-- QUOTED TEXT start --
We have to stop and consider that Lorna is talking about a facility in the middle of the second most populous city in the US. It’s truly amazing to think about that kind of deprivation being practiced by a wealthy organization without consequences in a place like Los Angeles.

Lorna says if ASHO didn’t spend much on its employees, it did spend pretty lavishly on events. “ASHO’s portion for putting on an event at the Shrine Auditorium would be $60,000,” she says. Her position, she explains, was to make sure that things were set up properly for celebrities at the events. “I put on the graduations on a weekly basis. I had people like Chill EB, Nancy Cartwright, Denise and Michael Duff to take care of. I had to set up the ice sculptures and the fancy foods. And if a Sea Org worker was caught even taking a glass of water off of those tables, they’d be in big trouble.”

Her typical day went from 8 in the morning to 11 pm or midnight, and special projects couldn’t cut into that time. “If they needed a new rug put in, some members would have to do that in the middle of the night so it didn’t cut into production,” she says.
-- QUOTED TEXT end --
-- ENTRIES SUPPLIED start --
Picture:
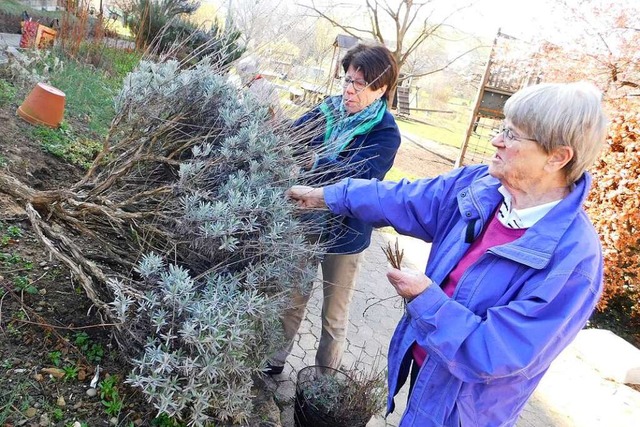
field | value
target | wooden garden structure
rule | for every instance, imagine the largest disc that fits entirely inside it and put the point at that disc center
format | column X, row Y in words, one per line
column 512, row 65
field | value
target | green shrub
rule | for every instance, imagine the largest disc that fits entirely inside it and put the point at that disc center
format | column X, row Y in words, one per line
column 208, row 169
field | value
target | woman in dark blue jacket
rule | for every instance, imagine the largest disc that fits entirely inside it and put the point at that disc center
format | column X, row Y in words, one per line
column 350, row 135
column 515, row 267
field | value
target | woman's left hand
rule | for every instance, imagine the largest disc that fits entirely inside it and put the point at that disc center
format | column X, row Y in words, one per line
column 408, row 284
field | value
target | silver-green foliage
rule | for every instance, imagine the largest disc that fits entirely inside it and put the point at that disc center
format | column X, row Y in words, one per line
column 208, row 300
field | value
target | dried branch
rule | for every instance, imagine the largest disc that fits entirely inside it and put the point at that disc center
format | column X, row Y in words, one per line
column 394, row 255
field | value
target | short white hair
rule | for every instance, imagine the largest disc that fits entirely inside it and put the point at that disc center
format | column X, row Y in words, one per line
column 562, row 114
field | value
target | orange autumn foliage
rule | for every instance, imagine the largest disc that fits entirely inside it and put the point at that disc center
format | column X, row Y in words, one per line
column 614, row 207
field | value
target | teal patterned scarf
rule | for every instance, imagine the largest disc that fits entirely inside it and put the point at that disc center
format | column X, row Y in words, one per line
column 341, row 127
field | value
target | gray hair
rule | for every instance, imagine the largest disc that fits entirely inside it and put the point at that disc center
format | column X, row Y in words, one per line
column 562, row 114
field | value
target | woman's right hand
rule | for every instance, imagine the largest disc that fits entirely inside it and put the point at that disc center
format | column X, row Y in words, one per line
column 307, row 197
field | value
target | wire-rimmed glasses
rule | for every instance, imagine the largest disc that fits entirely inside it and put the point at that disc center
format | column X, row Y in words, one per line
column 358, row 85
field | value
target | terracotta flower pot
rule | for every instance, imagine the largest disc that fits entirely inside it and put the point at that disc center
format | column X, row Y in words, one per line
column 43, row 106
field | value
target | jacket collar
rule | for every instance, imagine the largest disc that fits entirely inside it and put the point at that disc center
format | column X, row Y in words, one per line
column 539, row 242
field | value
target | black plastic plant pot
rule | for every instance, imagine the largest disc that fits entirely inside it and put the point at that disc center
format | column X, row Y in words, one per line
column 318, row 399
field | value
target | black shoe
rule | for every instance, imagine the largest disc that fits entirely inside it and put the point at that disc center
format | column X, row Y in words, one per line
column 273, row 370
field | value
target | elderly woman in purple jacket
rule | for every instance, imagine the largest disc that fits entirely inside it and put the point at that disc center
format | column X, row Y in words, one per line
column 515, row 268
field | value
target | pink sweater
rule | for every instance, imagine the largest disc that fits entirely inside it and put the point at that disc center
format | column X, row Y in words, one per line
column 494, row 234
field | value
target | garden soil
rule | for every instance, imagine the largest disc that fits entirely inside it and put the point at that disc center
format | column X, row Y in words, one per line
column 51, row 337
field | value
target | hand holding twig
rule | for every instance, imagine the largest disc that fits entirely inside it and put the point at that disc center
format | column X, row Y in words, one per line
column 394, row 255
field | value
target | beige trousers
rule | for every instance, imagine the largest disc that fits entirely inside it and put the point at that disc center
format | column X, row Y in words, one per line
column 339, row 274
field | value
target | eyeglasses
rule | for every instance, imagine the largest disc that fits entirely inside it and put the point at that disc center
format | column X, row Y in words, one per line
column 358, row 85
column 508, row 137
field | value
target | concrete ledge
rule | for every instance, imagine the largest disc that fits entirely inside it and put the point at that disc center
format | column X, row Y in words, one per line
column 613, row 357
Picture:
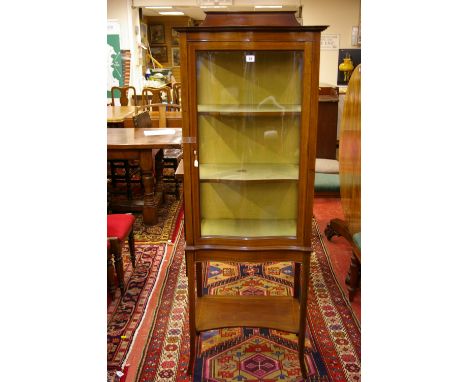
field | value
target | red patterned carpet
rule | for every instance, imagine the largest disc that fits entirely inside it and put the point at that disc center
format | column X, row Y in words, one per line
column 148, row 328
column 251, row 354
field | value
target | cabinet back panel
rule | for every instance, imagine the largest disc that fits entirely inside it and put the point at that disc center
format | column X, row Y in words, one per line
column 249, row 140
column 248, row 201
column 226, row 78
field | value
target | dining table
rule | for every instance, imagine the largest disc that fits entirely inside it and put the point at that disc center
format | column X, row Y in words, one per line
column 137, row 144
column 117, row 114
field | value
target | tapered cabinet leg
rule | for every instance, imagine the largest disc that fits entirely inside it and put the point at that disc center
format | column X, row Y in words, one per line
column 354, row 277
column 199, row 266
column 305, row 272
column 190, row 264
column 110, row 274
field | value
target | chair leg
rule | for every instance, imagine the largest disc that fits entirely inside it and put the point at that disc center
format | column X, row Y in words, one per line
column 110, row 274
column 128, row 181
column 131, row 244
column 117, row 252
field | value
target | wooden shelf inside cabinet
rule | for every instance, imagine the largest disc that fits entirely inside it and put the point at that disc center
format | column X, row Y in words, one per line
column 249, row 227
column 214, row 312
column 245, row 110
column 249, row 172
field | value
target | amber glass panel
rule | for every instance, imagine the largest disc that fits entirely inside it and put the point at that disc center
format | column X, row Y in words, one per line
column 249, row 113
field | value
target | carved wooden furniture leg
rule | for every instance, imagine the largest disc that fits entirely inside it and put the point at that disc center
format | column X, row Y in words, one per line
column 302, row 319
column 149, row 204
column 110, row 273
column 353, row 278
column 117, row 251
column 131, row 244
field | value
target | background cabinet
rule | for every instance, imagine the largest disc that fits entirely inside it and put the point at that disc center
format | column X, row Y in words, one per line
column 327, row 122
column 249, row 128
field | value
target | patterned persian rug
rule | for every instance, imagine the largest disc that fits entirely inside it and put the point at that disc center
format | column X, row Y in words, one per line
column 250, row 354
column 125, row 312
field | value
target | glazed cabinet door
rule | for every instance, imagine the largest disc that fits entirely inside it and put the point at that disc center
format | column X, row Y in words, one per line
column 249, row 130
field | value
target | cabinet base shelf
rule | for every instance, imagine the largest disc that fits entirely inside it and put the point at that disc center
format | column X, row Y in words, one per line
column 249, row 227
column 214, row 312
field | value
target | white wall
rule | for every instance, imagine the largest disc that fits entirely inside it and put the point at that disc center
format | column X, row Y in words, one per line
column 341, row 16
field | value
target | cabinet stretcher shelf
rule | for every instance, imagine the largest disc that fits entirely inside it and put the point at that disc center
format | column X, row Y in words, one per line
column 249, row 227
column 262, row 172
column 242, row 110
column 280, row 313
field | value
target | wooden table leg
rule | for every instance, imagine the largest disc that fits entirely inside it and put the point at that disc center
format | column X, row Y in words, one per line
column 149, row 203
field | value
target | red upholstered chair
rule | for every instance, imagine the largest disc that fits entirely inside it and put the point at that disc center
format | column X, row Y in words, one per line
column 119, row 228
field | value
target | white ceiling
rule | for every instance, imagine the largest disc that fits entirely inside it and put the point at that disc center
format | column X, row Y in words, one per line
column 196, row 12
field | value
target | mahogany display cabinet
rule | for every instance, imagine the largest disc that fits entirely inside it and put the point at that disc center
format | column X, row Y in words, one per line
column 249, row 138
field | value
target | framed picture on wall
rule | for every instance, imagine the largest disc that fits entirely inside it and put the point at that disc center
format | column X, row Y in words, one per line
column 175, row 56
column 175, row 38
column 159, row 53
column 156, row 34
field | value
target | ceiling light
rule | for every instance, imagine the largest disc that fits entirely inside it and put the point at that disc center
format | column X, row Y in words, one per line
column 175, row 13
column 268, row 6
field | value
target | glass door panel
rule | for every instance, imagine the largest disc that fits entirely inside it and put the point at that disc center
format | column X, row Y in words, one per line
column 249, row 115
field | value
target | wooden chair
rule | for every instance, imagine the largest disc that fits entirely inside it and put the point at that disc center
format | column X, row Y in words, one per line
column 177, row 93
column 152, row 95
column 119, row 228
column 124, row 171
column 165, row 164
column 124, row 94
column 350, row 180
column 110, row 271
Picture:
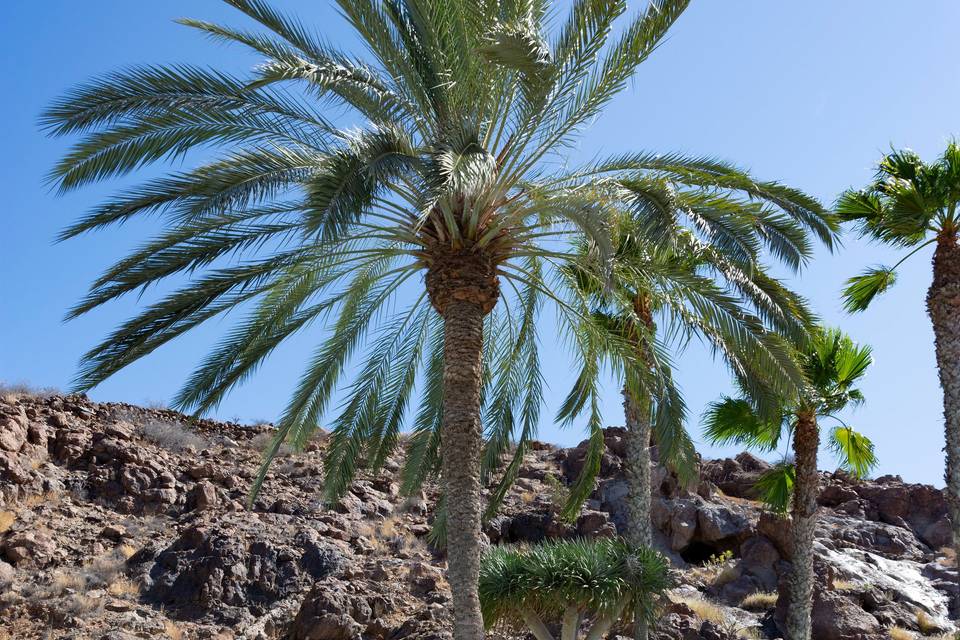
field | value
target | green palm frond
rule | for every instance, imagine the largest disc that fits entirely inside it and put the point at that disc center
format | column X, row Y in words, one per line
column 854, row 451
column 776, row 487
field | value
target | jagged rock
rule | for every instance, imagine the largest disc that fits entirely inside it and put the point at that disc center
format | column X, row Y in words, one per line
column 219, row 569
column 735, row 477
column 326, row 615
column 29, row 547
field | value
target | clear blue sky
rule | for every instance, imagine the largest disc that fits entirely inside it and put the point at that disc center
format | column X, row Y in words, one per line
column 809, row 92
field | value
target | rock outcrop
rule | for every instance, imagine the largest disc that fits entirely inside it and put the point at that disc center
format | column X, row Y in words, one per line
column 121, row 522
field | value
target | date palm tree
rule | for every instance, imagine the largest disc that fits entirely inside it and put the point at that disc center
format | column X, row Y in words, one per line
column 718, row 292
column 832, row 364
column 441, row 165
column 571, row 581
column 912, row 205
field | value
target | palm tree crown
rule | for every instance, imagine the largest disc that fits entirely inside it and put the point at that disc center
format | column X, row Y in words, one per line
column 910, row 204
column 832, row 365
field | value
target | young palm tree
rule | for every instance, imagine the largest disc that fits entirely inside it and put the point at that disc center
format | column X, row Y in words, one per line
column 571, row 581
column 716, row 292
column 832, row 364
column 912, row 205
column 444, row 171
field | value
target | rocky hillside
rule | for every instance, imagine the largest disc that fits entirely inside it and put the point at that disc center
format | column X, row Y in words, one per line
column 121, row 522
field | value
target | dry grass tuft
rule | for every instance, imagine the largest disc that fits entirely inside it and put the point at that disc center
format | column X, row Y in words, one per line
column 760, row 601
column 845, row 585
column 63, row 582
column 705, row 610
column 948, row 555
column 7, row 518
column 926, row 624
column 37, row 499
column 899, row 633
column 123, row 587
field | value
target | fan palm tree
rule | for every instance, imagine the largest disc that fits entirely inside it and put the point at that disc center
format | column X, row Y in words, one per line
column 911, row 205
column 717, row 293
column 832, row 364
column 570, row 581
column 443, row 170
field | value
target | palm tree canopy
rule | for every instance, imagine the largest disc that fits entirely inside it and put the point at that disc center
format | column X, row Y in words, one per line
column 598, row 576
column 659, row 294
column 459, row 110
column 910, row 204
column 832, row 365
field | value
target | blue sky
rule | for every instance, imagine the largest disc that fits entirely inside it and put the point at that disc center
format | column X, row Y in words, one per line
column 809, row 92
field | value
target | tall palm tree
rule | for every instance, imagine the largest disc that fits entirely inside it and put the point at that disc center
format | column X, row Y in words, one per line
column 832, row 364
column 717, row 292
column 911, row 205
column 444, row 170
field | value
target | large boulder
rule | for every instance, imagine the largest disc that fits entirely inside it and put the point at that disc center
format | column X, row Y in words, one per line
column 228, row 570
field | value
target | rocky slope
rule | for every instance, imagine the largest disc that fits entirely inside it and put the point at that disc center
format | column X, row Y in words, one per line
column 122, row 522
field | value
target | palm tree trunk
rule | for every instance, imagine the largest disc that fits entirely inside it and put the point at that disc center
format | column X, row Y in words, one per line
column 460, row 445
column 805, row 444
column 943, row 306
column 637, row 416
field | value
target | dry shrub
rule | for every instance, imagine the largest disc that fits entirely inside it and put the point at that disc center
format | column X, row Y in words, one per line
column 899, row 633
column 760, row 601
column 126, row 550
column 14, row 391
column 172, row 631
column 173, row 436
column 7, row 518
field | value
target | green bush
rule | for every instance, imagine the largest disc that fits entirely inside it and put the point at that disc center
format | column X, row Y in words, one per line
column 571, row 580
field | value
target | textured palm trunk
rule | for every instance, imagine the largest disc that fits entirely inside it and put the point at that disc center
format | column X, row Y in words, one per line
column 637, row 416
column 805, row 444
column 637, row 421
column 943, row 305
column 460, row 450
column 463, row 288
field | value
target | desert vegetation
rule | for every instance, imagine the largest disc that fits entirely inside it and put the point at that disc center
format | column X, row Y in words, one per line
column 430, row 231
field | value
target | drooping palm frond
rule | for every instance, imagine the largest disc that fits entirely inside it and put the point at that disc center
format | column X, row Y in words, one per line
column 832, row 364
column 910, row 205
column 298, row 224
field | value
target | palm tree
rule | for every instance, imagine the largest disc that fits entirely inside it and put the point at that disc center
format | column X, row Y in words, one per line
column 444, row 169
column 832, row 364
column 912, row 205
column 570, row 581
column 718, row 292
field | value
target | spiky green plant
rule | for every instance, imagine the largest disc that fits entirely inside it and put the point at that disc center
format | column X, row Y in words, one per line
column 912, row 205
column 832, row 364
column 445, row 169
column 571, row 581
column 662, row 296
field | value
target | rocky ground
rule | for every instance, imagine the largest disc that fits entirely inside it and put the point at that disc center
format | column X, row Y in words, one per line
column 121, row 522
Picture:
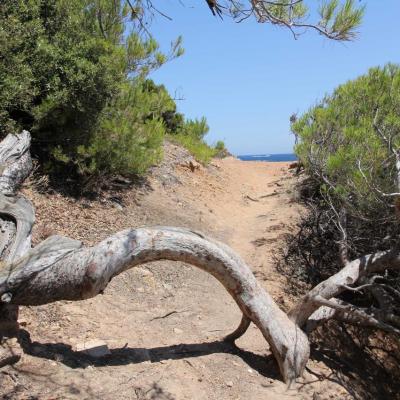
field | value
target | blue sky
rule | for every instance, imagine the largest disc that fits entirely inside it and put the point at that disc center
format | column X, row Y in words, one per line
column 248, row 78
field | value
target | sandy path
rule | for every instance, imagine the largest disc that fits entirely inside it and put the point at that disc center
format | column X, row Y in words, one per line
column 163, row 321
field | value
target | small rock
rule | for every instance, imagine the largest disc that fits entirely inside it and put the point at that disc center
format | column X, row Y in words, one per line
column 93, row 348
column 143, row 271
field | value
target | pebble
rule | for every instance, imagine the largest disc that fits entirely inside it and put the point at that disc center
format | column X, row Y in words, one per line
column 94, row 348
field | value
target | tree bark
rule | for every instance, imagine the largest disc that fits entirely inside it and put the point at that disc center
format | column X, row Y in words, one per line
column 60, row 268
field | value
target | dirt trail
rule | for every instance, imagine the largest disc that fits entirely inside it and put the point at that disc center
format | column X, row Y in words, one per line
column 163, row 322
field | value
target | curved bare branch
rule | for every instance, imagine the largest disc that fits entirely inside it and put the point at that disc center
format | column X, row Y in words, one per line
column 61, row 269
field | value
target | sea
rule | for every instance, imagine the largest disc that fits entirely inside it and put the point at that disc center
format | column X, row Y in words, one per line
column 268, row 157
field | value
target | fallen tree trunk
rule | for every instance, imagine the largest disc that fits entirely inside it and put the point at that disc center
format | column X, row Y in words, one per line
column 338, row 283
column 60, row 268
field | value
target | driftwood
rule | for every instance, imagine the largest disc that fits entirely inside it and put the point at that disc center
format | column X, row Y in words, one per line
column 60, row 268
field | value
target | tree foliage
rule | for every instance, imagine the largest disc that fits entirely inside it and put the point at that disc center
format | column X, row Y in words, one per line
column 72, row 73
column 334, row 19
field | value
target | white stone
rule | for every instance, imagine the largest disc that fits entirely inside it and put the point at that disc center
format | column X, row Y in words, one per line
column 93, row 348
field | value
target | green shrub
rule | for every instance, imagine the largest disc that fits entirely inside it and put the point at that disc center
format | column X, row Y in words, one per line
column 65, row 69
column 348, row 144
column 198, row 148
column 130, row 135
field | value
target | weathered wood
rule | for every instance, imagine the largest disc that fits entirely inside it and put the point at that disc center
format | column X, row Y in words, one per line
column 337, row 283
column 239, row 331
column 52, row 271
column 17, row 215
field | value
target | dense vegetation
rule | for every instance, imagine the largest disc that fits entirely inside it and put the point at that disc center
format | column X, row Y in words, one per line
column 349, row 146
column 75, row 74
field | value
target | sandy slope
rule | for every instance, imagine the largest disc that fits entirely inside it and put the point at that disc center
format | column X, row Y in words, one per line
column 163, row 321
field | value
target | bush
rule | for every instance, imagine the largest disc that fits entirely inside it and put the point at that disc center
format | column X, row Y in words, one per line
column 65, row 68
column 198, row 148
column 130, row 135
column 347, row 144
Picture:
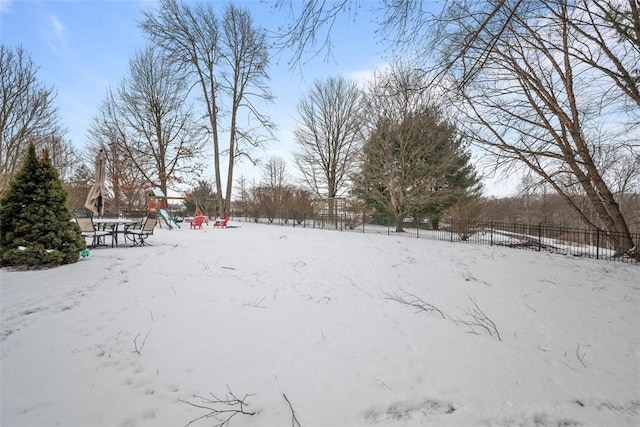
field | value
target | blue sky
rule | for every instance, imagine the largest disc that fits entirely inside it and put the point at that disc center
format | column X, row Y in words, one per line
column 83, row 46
-- ENTRIES SUPPLIED end --
● **PROBLEM SET**:
#1 Using the passage about ASHO, decide whether each statement agrees with it, answering yes or no and quoting the words that settle it: (a) ASHO's share of the cost of an event at the Shrine Auditorium would be $60,000. (b) Lorna put on the graduations once a month. (c) Lorna's typical day ended at 8 in the evening.
#2 Copy the passage about ASHO from "We have to stop" up to and including "like Los Angeles.".

● **SOLVED PROBLEMS**:
#1
(a) Yes: "ASHO’s portion for putting on an event at the Shrine Auditorium would be $60,000"
(b) No: "I put on the graduations on a weekly basis."
(c) No: "Her typical day went from 8 in the morning to 11 pm or midnight"

#2
We have to stop and consider that Lorna is talking about a facility in the middle of the second most populous city in the US. It’s truly amazing to think about that kind of deprivation being practiced by a wealthy organization without consequences in a place like Los Angeles.